=== Texto para leitura ===

Caíram as casas e a sonhada urbanização do entorno do Ramal da Copa não veio. E, com iluminação, coleta de lixo e saneamento precários, o vácuo foi ocupado pela criminalidade. “Aqui ninguém fica à noite na rua”, comenta Ednaldo. “Não é só à noite: a qualquer hora a pessoa pode ser assaltada”, diz o líder comunitário Roberto Martins, morador do bairro do Viana. O Ramal da Copa em si também é um retrato bem acabado do descaso. A via praticamente não tem sinalização visível, o mato é alto em quase todo o percurso. É comum ver bois, vacas e cavalos atravessando a pista. O viaduto que fica exatamente no limite entre Camaragibe e São Lourenço ainda está longe de ser terminado – das seis faixas de rolamento previstas, apenas duas funcionam.
Do lado de São Lourenço da Mata, praticamente não há urbanização, o que não quer dizer que não existam problemas. Ali, algumas ocupações irregulares, como a do Sereno, surgiram. Mas, diferente dos moradores de Camaragibe, eles querem ser esquecidos pelo governo. “A única coisa que a gente soube era que não se podia construir nada a uma distância mínima de 30 metros da pista. Foi o que a gente fez, e queremos ficar por aqui”, comenta um morador da invasão, que apenas se identificou como Marcão, e que trabalha com ferro-velho. No trecho da via que fica em São Lourenço, também chama atenção a quantidade de lixo pelas calçadas, além de equipamentos incompletos, como a ciclovia. Do alto da rua onde mora, no bairro do Viana, em Camaragibe, o líder comunitário Roberto Martins tem uma visão privilegiada da Arena de Pernambuco. Mas preferia ver outra coisa toda vez que saísse de casa. “Aquilo ali poderia ser um hospital para atender à nossa população, por exemplo. Mas está ali, parada. E boa parte do dinheiro investido foi embora, ninguém sabe pra onde”.
RESPOSTA
Segundo o governo do Estado, as únicas pendências com as famílias que ainda não receberam indenizações relativas às obras viárias do Ramal da Copa são relativas a documentos que os próprios moradores devem apresentar à Justiça.
Dos 121 imóveis desapropriados, segundo a Procuradoria Geral do Estado (PGE), 55 foram quitados diretamente com os proprietários, uma vez que houve consenso com relação aos valores oferecidos. “Dos 66 casos em que houve discordância – e foram parar na Justiça –, 90% estão resolvidos e os valores foram depositados”, explica, por meio de nota, a entidade.

=== Conteúdo dos dados ===

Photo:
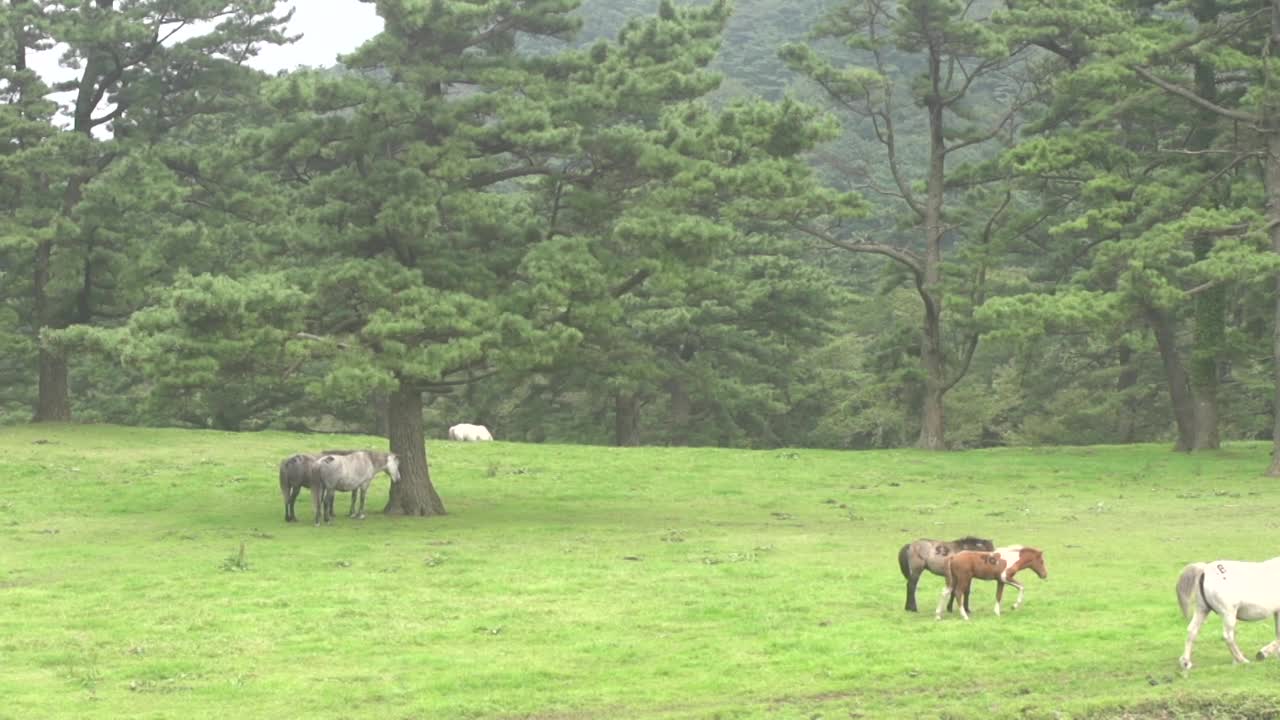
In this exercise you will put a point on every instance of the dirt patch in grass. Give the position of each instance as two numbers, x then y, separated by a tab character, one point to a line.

===

### Questões de estudo:
- a) Como fica em inglês a frase "É comum ver bois, vacas e cavalos atravessando a pista.", do texto sobre o Ramal da Copa?
- b) Responda com base no texto sobre o Ramal da Copa:
(i) Das seis faixas de rolamento previstas para o viaduto, quantas funcionam?
(ii) Com que trabalha o morador que se identificou apenas como Marcão?
(iii) Dos 121 imóveis desapropriados, quantos foram quitados diretamente com os proprietários?
- c) As afirmações abaixo estão de acordo com o texto sobre o Ramal da Copa? Responda sim ou não e cite as palavras do texto que decidem.
(i) A via praticamente não tem sinalização visível.
(ii) Os moradores das ocupações irregulares de São Lourenço da Mata querem ser lembrados pelo governo.
(iii) O líder comunitário Roberto Martins mora no bairro do Viana.

### Resultados das tarefas:
- a) It is common to see oxen, cows, and horses crossing the road.

- b)
(i) Apenas duas.
(ii) Com ferro-velho.
(iii) 55.

- c)
(i) Sim: "A via praticamente não tem sinalização visível".
(ii) Não: "eles querem ser esquecidos pelo governo".
(iii) Sim: "o líder comunitário Roberto Martins, morador do bairro do Viana".